BEGIN Excerpted records

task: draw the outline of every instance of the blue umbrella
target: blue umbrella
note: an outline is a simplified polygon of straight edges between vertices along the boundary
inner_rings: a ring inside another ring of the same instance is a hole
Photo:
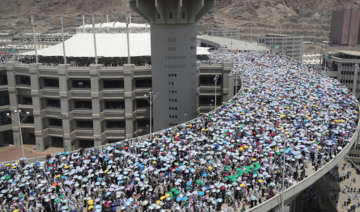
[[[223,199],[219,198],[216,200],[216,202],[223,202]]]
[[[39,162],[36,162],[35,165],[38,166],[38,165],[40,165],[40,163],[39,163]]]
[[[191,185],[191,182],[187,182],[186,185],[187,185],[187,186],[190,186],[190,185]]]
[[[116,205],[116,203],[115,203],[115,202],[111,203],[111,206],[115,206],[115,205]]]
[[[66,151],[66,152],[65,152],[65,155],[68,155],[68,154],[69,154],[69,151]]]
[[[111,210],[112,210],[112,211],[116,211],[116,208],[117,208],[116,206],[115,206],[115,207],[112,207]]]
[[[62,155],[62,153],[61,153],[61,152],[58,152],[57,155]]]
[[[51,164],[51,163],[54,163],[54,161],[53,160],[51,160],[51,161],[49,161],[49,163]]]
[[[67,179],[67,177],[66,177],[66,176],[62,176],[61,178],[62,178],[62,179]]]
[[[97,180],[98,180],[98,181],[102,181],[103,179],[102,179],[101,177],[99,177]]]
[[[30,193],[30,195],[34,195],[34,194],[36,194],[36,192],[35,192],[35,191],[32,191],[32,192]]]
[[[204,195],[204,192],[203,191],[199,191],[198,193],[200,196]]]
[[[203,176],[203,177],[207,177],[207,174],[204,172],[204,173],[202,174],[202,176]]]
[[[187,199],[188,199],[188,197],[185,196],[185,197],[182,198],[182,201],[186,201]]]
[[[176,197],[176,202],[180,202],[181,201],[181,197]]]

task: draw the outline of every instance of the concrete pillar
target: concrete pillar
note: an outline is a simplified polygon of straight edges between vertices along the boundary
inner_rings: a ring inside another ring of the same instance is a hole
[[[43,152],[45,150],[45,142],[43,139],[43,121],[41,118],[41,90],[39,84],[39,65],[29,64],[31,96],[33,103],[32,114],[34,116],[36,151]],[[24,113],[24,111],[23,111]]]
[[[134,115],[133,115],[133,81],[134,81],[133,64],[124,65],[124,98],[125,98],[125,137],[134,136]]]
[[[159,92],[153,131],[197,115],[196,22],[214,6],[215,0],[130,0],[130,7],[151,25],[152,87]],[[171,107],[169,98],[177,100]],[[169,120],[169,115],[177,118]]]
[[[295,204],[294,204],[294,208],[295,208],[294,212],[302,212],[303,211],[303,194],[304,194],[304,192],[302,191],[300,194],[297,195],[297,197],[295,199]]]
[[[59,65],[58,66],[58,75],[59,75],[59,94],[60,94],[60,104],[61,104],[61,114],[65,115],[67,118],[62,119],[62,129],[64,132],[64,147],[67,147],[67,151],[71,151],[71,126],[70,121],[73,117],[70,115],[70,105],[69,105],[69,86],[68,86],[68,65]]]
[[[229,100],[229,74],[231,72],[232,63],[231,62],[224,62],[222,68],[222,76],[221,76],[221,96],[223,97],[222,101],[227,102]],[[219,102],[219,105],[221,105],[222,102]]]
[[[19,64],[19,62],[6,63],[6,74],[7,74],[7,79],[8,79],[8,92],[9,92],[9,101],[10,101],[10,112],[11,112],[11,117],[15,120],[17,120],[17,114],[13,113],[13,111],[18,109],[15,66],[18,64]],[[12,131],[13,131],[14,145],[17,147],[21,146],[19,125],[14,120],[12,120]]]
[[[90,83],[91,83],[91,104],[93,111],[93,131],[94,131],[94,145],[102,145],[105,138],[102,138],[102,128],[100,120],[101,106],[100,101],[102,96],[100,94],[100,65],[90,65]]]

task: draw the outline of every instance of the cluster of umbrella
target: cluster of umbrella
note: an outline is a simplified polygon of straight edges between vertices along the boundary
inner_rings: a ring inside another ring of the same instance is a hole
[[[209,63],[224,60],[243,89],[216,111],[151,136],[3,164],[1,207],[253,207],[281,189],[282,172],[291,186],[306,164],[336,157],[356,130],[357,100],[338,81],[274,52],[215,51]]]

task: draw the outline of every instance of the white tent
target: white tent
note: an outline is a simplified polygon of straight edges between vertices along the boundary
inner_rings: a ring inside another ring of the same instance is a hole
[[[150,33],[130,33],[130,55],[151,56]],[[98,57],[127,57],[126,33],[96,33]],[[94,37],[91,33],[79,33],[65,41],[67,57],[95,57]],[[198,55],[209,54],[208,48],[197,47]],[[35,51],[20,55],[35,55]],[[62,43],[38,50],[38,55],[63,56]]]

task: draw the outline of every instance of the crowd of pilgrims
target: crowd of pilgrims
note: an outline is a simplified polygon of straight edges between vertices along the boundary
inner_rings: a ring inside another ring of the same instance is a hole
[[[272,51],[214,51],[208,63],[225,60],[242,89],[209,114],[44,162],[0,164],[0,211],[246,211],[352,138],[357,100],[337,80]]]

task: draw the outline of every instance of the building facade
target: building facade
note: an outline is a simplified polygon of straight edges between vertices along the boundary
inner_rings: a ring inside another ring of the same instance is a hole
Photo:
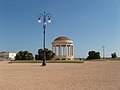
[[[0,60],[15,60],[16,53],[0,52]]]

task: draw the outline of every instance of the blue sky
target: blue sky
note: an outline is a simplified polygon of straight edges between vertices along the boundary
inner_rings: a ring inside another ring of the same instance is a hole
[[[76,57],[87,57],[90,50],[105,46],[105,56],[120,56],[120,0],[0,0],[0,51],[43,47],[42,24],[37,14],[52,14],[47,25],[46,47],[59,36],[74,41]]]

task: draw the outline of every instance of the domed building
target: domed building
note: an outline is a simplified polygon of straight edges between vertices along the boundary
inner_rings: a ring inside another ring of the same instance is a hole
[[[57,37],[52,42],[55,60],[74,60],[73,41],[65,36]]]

END Excerpted records

Problem to work on — From the first line to the last, print the records exactly; leave out the pictures.

Answer to the exercise —
task: draw the outline of every instance of the blue umbrella
target: blue umbrella
note: an outline is a simplified polygon of straight edges between vertices along the boundary
inner_rings: a ring inside another ring of the same instance is a hole
Photo:
[[[223,199],[219,198],[216,200],[216,202],[223,202]]]
[[[39,162],[36,162],[35,165],[38,166],[38,165],[40,165],[40,163],[39,163]]]
[[[191,185],[191,182],[187,182],[186,185],[187,185],[187,186],[190,186],[190,185]]]
[[[116,205],[116,203],[115,203],[115,202],[111,203],[111,206],[115,206],[115,205]]]
[[[66,151],[66,152],[65,152],[65,155],[68,155],[68,154],[69,154],[69,151]]]
[[[111,210],[112,210],[112,211],[116,211],[116,208],[117,208],[116,206],[115,206],[115,207],[112,207]]]
[[[62,155],[62,153],[61,153],[61,152],[58,152],[57,155]]]
[[[51,164],[51,163],[54,163],[54,161],[53,160],[51,160],[51,161],[49,161],[49,163]]]
[[[67,179],[67,177],[66,177],[66,176],[62,176],[61,178],[62,178],[62,179]]]
[[[97,180],[98,180],[98,181],[102,181],[103,179],[102,179],[101,177],[99,177]]]
[[[30,193],[30,195],[34,195],[34,194],[36,194],[36,192],[35,192],[35,191],[32,191],[32,192]]]
[[[204,195],[204,192],[203,191],[199,191],[198,193],[200,196]]]
[[[203,176],[203,177],[207,177],[207,174],[204,172],[204,173],[202,174],[202,176]]]
[[[187,199],[188,199],[188,197],[185,196],[185,197],[182,198],[182,201],[186,201]]]
[[[176,197],[176,202],[180,202],[181,201],[181,197]]]

task: draw the outline of every instance of the concrete pillar
target: concrete pillar
note: an outline is a simplified polygon of straight edges between vertices along the boundary
inner_rings: a ring inside another ring of the same instance is a hole
[[[43,152],[45,150],[45,142],[43,139],[43,121],[41,118],[41,90],[39,84],[39,65],[29,64],[31,96],[33,103],[32,114],[34,116],[36,151]],[[24,113],[24,111],[23,111]]]
[[[134,115],[133,115],[133,81],[134,81],[133,64],[124,65],[124,98],[125,98],[125,137],[134,136]]]
[[[159,92],[153,131],[197,115],[196,22],[214,6],[215,0],[130,0],[130,7],[151,25],[152,87]],[[171,107],[169,98],[177,100]],[[169,120],[169,115],[177,118]]]
[[[295,204],[294,204],[294,208],[295,208],[294,212],[302,212],[303,211],[303,194],[304,194],[304,192],[302,191],[300,194],[297,195],[297,197],[295,199]]]
[[[59,65],[58,66],[58,75],[59,75],[59,94],[60,94],[60,104],[61,104],[61,114],[65,115],[67,118],[62,119],[62,129],[64,132],[64,147],[67,147],[67,151],[71,151],[71,126],[70,121],[73,117],[70,115],[70,105],[69,105],[69,86],[68,86],[68,65]]]
[[[229,100],[229,74],[231,72],[232,63],[231,62],[224,62],[222,68],[222,76],[221,76],[221,96],[223,97],[222,101],[227,102]],[[219,102],[219,105],[221,105],[222,102]]]
[[[19,64],[19,62],[6,63],[6,74],[7,74],[7,79],[8,79],[8,92],[9,92],[9,101],[10,101],[10,112],[11,112],[11,117],[15,120],[17,120],[17,114],[13,113],[13,111],[18,109],[15,66],[18,64]],[[12,131],[13,131],[14,145],[17,147],[21,146],[19,125],[14,120],[12,120]]]
[[[90,83],[91,83],[91,104],[93,111],[93,131],[94,131],[94,145],[102,145],[105,138],[102,138],[102,128],[100,120],[101,106],[100,101],[102,96],[100,94],[100,65],[90,65]]]

task: draw the outline of every instance of the cluster of umbrella
target: cluster of umbrella
note: an outline is a simplified polygon of straight edges between vertices along the boundary
inner_rings: a ring inside another ring of the same instance is a hole
[[[209,63],[224,60],[243,89],[216,111],[151,136],[3,164],[1,207],[253,207],[281,189],[282,172],[291,186],[306,164],[336,157],[356,130],[357,100],[338,81],[274,52],[215,51]]]

task: draw the outline of every instance of the white tent
target: white tent
note: an outline is a simplified polygon of straight edges between vertices along the boundary
inner_rings: a ring inside another ring of the same instance is a hole
[[[150,33],[130,33],[130,55],[151,56]],[[98,57],[127,57],[126,33],[96,33]],[[94,37],[91,33],[79,33],[65,41],[67,57],[95,57]],[[198,55],[209,54],[208,48],[197,47]],[[35,51],[20,55],[35,55]],[[62,43],[38,50],[38,55],[63,56]]]

task: draw the outline of every instance of the crowd of pilgrims
target: crowd of pilgrims
note: an outline is a simplified polygon of straight edges between vertices along the boundary
inner_rings: a ring inside another ring of the same instance is a hole
[[[272,51],[214,51],[208,63],[225,60],[242,89],[209,114],[44,162],[0,164],[0,211],[246,211],[352,138],[357,100],[337,80]]]

task: draw the outline of every instance of the building facade
target: building facade
note: an outline is a simplified polygon of straight edges between vertices along the boundary
inner_rings: a ring inside another ring of the same instance is a hole
Photo:
[[[0,60],[15,60],[16,53],[0,52]]]

task: draw the outline of every instance of the blue sky
target: blue sky
note: an outline is a simplified polygon of straight edges between vertices along the boundary
inner_rings: a ring inside another ring of the same instance is a hole
[[[76,57],[87,57],[90,50],[105,46],[105,56],[120,56],[120,0],[0,0],[0,51],[43,47],[42,24],[37,14],[52,14],[47,25],[46,47],[59,36],[74,41]]]

task: draw the outline of every instance of the domed building
target: domed building
note: an outline is a simplified polygon of straight edges between vertices along the boundary
inner_rings: a ring inside another ring of the same instance is a hole
[[[57,37],[52,42],[55,60],[74,60],[73,41],[65,36]]]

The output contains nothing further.